Data excerpts:
##############################
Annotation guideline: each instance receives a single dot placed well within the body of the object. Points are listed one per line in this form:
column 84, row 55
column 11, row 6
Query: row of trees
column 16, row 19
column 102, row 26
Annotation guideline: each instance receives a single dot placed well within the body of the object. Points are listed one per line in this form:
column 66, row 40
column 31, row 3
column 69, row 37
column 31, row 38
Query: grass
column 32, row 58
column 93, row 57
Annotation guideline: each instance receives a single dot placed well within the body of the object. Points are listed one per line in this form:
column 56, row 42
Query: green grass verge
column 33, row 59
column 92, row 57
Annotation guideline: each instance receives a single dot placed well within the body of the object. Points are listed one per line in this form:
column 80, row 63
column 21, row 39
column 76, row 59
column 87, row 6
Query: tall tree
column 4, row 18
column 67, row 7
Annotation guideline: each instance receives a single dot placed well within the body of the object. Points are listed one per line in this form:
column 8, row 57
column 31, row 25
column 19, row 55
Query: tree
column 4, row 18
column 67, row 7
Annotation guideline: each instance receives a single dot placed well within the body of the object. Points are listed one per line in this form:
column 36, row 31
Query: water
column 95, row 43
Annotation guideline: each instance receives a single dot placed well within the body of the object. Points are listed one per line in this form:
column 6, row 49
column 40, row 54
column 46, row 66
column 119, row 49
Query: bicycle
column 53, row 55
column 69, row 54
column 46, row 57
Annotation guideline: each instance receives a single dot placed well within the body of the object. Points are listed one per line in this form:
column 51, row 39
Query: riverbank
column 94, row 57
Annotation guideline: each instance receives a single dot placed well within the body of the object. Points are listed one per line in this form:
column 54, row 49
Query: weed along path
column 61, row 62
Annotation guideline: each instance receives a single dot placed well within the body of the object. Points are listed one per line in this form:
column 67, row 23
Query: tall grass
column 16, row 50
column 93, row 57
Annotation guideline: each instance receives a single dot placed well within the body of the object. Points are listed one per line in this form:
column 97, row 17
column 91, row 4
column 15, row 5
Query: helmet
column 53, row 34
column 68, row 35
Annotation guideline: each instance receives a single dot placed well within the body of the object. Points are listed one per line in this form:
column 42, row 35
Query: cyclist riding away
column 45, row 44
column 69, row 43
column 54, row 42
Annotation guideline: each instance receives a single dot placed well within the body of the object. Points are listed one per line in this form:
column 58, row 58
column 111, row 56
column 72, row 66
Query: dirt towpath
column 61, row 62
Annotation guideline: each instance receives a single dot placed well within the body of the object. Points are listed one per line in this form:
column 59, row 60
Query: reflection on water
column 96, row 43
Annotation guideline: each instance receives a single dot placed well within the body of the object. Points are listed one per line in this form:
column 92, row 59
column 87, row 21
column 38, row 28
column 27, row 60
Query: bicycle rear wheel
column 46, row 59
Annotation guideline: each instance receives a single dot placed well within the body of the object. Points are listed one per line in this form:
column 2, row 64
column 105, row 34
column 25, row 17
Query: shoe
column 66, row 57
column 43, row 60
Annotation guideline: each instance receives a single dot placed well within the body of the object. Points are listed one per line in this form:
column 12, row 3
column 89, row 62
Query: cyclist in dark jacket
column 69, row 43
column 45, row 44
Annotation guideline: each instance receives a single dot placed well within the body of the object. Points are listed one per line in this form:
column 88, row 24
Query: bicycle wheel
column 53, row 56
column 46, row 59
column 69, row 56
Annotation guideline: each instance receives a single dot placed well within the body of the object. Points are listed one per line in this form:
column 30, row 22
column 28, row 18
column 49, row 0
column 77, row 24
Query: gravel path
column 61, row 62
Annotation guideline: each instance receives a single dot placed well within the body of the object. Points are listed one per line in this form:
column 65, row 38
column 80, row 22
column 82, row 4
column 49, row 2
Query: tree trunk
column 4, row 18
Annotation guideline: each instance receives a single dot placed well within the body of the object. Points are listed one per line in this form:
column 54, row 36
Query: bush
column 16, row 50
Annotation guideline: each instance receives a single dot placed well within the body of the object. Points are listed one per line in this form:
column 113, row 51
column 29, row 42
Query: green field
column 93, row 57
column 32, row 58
##############################
**About this task**
Please copy, exactly and with nothing else, the lines above beginning at the line that has "column 8, row 57" and ending with the line that has "column 67, row 23".

**Problem solution**
column 8, row 57
column 31, row 25
column 19, row 55
Query: tree
column 4, row 18
column 67, row 7
Annotation guideline: each instance receives a single dot placed well within the body of the object. Points are listed one per line in this form:
column 36, row 31
Query: water
column 95, row 43
Annotation guideline: each instance receives a single dot placed well within the body of the object. Points are listed one per line in this form:
column 6, row 49
column 40, row 54
column 46, row 66
column 119, row 49
Query: bicycle
column 53, row 55
column 69, row 54
column 46, row 57
Annotation guideline: each instance receives a single dot placed well within the body of the object. Points are listed one per line in this form:
column 51, row 39
Query: riverbank
column 94, row 57
Annotation guideline: each instance receives a single dot placed well within the body of the object. Points are listed one per line in this form:
column 54, row 49
Query: weed along path
column 61, row 62
Annotation guideline: each instance receives a single dot placed well within the body of the object. Points are listed one per line in this form:
column 67, row 23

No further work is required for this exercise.